Nasza Loteria SR - pasek na kartach artykułów

Phanomen na dziedzińcu. Zagadkowa fotografia z 1945 roku i widoczny na niej samochód

Marek Ponikowski
Zagadkowe zdjęcie ze zbiorów profesora Świsulskiego. Kiedy je wykonano?
Zagadkowe zdjęcie ze zbiorów profesora Świsulskiego. Kiedy je wykonano? Archiwum
Od profesora Dariusza Świsulskiego z Wydziału Elektrycznego Politechniki Gdańskiej dostałem niedawno e-mail ze zdjęciem w załączniku. "Kilka lat temu zakupiłem niewielką fotografię wykonaną przed gmachem głównym Politechniki Gdańskiej Krzyż nad głównym wejściem wskazuje, że w budynku tym mieścił się szpital. Niestety, sprzedający fotografię nie był w stanie podać dokładniejszych informacji na temat jej źródła i osób, które się na niej znajdują. () Mundur stojącego na zdjęciu obok pielęgniarki żołnierza wskazuje, że to Unteroffizier Wehrmachtu, odpowiednik plutonowego. Stojący za nimi ambulans to prawdopodobnie Phänomen Typ Granit 25H" - napisał pan profesor.

Patrząc na zdjęcie, podekscytowałem się pewnie nie mniej niż pan profesor w chwili, gdy je kupował. Fotografia z okresu, gdy w budynkach Technische Hochschule w Langfuhr działał wojskowy szpital, to przecież biały kruk! Kto z mieszkańców Danzig i broniących miasta żołnierzy myślał wówczas o robieniu zdjęć? Jeśli jednak ktoś wziął do ręki aparat i nacisnął spust migawki - czy można było potem te zdjęcia wywołać i skopiować, pod bombami sypiącymi się z samolotów i gradem pocisków artyleryjskich? Jakie były szanse, by fotografie przetrwały zagładę miasta?

● ● ●

» **Zadania do wykonania**
(a) W artykule o zagadkowej fotografii przekształć akapit zaczynający się od słów „Od profesora Dariusza Świsulskiego” w listę punktów z jego najważniejszymi faktami.
(b) Na jakiej podstawie profesor w artykule o zagadkowej fotografii uznaje, że w gmachu głównym uczelni mieścił się szpital?
(c) Odpowiedz krótko na pytania do artykułu o zagadkowej fotografii.
(i) Z którego roku pochodzi fotografia według tytułu?
(ii) Jakiemu stopniowi odpowiada Unteroffizier Wehrmachtu?
(iii) Jaka uczelnia miała budynki, w których działał wtedy wojskowy szpital?
Rekordy nie są tu do niczego potrzebne.

● ● ●

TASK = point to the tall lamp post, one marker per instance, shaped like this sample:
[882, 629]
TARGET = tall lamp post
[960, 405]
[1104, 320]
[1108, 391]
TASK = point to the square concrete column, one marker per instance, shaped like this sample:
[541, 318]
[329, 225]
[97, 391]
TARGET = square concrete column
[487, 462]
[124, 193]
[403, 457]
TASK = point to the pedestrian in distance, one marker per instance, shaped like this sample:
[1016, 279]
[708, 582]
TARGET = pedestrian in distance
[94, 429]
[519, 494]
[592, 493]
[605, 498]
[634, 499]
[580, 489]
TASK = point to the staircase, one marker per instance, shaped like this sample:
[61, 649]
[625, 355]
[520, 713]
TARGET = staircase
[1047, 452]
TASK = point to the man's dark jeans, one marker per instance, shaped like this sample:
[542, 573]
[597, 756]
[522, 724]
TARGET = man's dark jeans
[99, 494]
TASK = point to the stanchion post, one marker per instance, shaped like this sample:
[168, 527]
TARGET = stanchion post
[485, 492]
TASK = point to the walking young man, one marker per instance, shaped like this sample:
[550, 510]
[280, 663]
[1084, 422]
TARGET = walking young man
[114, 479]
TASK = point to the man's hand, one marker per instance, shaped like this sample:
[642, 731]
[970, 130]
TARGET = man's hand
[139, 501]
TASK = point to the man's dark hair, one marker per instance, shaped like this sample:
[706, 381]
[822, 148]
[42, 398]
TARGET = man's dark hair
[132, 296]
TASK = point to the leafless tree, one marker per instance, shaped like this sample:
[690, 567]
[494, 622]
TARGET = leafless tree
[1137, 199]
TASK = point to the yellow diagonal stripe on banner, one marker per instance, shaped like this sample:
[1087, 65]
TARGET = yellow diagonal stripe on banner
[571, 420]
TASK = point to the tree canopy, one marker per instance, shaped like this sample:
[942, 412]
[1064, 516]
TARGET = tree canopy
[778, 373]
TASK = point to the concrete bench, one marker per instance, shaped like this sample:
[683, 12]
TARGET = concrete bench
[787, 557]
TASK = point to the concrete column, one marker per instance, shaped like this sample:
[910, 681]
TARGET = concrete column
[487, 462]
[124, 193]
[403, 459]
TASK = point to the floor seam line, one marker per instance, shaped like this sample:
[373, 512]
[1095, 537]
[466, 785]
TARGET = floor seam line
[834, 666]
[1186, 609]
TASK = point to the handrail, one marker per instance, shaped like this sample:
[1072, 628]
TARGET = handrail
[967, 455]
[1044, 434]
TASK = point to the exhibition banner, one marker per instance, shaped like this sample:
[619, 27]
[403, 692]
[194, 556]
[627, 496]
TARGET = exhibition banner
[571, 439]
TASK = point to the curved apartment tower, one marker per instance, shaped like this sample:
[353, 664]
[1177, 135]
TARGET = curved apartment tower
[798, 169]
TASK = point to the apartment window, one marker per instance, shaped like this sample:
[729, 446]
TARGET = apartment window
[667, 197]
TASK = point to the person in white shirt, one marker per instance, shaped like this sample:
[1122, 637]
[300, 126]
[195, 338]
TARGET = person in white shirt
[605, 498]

● ● ●

» **Odpowiedzi**
(a)
- Autor dostał od prof. Dariusza Świsulskiego z Wydziału Elektrycznego Politechniki Gdańskiej e-mail ze zdjęciem w załączniku.
- Profesor kupił kilka lat temu niewielką fotografię wykonaną przed gmachem głównym Politechniki Gdańskiej.
- Krzyż nad głównym wejściem wskazuje, że w budynku mieścił się szpital.
- Sprzedający nie umiał podać, skąd pochodzi fotografia ani kim są osoby na niej.
- Mundur żołnierza stojącego obok pielęgniarki wskazuje na Unteroffiziera Wehrmachtu, odpowiednika plutonowego.
- Ambulans za nimi to prawdopodobnie Phänomen Typ Granit 25H.

(b) Wskazuje na to krzyż widoczny na zdjęciu nad głównym wejściem do budynku.

(c)
(i) Z 1945 roku.
(ii) Plutonowemu.
(iii) Technische Hochschule w Langfuhr.